- Requisitos da tarefa
Segundo o texto sobre o espetáculo "They're All Beatniks", em que local e em quais dias ele aconteceu?

- Texto
++++++++++++++++++++
“They’re All Beatniks”, é claro que somos Júpiter
- Jean Motta
- 12 de fev. de 2015
- 6 min de leitura

“Comecei a perceber que toda a minha geração, e também as pessoas que vinham logo avante, (...) de 27, 26, 25 anos e principalmente as meninas (...) usando jeans sem calcinha e alpargatas, eram todos beatniks. E quanto estúpido eu estava sendo, e ‘blind” and beat cego”.
Júpiter Maçã/Jupiter Apple, Programa do Roger – 29/01/15
Depois de mais um show histórico no Morrostock 2014, em pleno veraneio na província, quando ninguém mais esperava, Júpiter Maçã-Jupiter Apple, NOW Woody Apple ressurge com uma temporada inédita de dois shows na Casa de Cultura Mário Quintana. O espetáculo “They’re All Beatniks” aconteceu nos dias 4 e 5 de fevereiro, e certamente foi um dos momentos mais intensos na carreira do man e na experiência musical de seu público.
Apesar do excelente retorno de Júpiter Maçã aos palcos do sul no Morrostock, “They’re All Beatniks” era diferente, contrariava toda a lógica de seus espetáculos até então, pois sua proposta era inovadora e imprevisível, bem ao gosto ousado de seu idealizador. Os elementos postos eram instigantes: o show aconteceria em um teatro, o artista se apresentaria em um formato acústico, intimista em tom de monólogo, suas armas seriam apenas a voz, o violão (eventualmente a gaiata de boca e o piano) e algumas participações pontuais de Leonardo Boff e Lucas Hanke, apenas para criar o plano de fundo e o clima da performance.
O prelúdio deste novo movimento e transformação já havia sido anunciado, primeiro nos ecos vindos de São Paulo no ano passado, em seguida através de seu retorno a capital e parceria com a Marquise 51. No entanto, para a grande maioria do público, talvez apenas suas últimas aparições nos meios de comunicação, enquanto divulgava a temporada no Programa do Roger (TVCOM) e À La Minuta (Rádio Ipanema), tenham sido norteadores para esta nova proposta. Em ambas as situações o que se podia ver era o artista psicodélico e eletrificado de muitas gerações despido de toda e qualquer alegoria, o Júpiter Maçã nu em sua arte, de dor, erotismo e beleza.
Quando questionado no programa À La Minuta (04/02/15) sobre como lidou com o peso de ter sido considerado um gênio, Júpiter disse com tranquilidade:
“Amadureci, me assustei na verdade, porque eu tomei cuidado nesse lado, embora eu tenha um lado irresponsável muito forte, o lado responsável também é bem forte. Eu não acho que eu seja um gênio, eu já disse isso anteriormente, eu acho que eu sou esforçado. Eu percebo que eu tenho, eu sou um felizardo em ter as minhas anteninhas ligadas em tendências, eu consigo olhar pros 360 graus e captar o que está acontecendo e traduzir e deixar isso contemporâneo. Eu tenho esse dom, então eu acho que é isso, isso pode ser facilmente associado à genialidade eventualmente, mas não me levou a loucura, graças ao poder superior”.
++++++++++++++++++++
- Entradas
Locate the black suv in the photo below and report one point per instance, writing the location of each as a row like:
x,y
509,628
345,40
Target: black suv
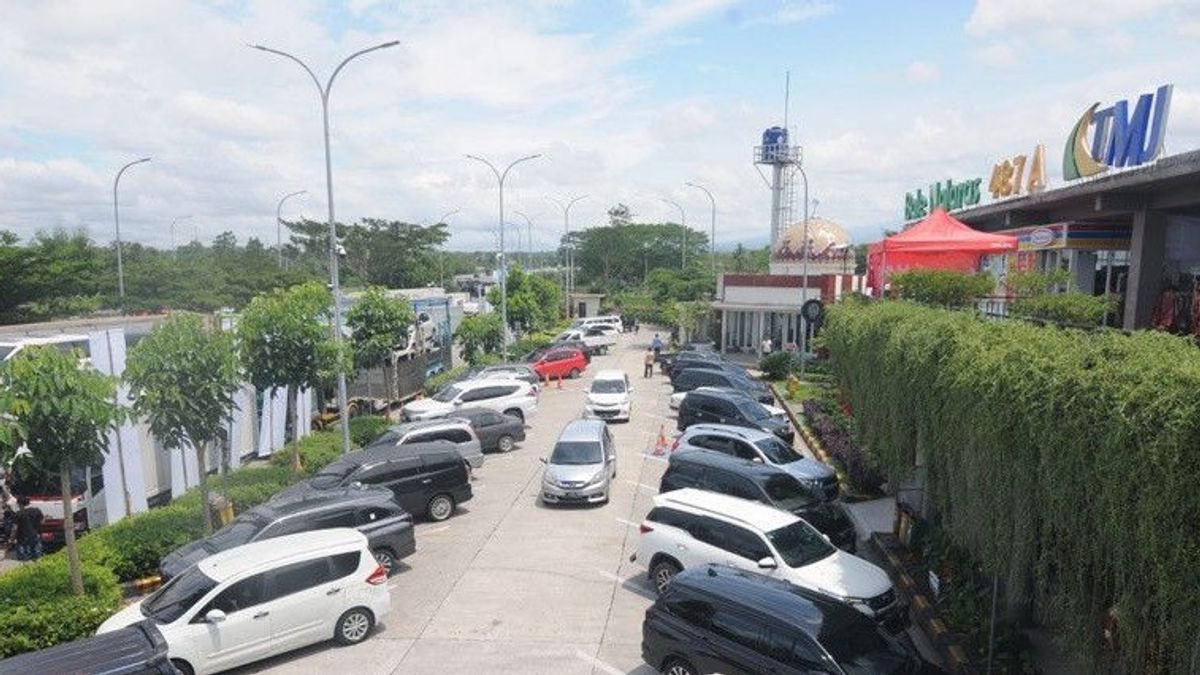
x,y
369,509
725,406
723,620
429,478
761,483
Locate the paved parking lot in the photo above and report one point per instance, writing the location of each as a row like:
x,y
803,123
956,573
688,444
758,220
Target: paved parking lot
x,y
508,585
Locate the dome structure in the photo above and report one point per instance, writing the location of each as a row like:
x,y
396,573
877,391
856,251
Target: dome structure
x,y
827,240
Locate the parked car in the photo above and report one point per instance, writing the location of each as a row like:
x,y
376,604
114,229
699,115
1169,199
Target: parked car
x,y
609,396
497,431
426,478
367,508
765,483
721,406
457,431
582,465
718,619
265,598
135,650
507,395
693,378
561,364
693,527
756,444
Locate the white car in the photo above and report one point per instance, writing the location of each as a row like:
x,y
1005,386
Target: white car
x,y
265,598
694,527
609,396
503,394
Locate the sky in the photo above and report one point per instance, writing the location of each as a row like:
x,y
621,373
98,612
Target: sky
x,y
625,101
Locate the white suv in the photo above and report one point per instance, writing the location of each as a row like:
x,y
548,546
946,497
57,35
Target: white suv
x,y
695,527
504,395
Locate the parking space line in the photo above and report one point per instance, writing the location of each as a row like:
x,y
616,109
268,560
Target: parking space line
x,y
597,663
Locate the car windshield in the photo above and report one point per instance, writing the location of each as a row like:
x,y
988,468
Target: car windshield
x,y
864,650
609,387
168,603
799,544
777,451
576,453
237,533
787,494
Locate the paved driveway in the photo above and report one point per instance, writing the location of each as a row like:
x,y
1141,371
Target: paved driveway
x,y
508,585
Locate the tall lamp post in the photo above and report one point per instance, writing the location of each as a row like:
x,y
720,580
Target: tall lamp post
x,y
279,221
342,405
174,249
567,246
712,237
504,264
683,223
117,223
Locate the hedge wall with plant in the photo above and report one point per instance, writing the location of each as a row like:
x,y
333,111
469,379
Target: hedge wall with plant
x,y
1066,461
40,610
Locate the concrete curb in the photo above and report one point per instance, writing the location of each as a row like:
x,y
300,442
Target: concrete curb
x,y
921,608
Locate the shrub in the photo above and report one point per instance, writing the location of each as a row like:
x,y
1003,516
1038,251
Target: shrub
x,y
942,287
367,428
775,365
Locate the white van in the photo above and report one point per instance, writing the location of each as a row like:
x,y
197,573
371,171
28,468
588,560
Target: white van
x,y
265,598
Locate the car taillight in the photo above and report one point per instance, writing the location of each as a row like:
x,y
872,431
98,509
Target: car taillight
x,y
378,577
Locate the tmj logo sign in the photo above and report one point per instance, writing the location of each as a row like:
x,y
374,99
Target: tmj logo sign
x,y
1119,139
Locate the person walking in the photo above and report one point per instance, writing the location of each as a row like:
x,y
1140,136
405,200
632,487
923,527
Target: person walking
x,y
29,530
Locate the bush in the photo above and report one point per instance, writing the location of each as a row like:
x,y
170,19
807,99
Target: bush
x,y
367,428
942,287
1065,461
775,365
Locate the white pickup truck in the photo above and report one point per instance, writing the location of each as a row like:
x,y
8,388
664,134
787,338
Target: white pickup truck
x,y
597,339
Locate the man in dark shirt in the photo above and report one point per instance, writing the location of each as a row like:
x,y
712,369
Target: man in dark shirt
x,y
29,530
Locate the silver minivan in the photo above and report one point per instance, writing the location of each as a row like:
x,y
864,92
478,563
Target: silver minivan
x,y
582,465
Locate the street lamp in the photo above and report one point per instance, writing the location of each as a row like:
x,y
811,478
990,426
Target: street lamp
x,y
279,221
712,238
567,246
683,223
117,222
504,266
174,249
342,405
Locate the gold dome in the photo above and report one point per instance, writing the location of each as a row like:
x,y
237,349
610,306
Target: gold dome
x,y
826,237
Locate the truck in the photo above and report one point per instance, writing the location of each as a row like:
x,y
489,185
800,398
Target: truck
x,y
597,339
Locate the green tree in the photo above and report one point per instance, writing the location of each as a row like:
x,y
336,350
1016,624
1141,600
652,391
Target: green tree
x,y
285,341
64,411
183,378
478,335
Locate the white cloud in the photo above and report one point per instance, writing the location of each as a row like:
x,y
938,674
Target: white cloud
x,y
922,72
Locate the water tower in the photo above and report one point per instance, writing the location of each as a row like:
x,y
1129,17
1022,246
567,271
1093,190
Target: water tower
x,y
780,156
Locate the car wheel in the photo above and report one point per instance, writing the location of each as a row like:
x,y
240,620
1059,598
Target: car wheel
x,y
663,573
354,626
441,507
678,667
384,557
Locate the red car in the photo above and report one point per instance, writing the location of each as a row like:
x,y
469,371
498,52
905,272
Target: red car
x,y
561,363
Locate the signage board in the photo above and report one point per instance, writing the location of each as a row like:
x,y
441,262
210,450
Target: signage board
x,y
1119,138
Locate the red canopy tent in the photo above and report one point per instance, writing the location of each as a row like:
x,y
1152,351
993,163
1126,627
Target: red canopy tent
x,y
940,242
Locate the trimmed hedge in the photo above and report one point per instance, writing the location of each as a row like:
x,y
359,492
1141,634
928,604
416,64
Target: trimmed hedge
x,y
1065,460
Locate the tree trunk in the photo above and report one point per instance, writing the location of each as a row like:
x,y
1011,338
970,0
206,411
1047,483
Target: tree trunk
x,y
201,463
69,530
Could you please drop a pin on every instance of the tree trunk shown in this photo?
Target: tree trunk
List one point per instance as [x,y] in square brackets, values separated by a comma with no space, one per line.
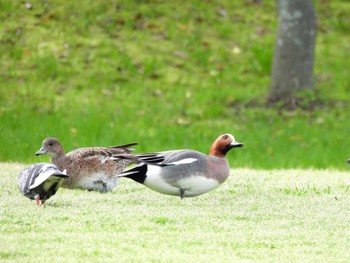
++++++++++++++++++++
- Resposta
Na Casa de Cultura Mário Quintana, nos dias 4 e 5 de fevereiro.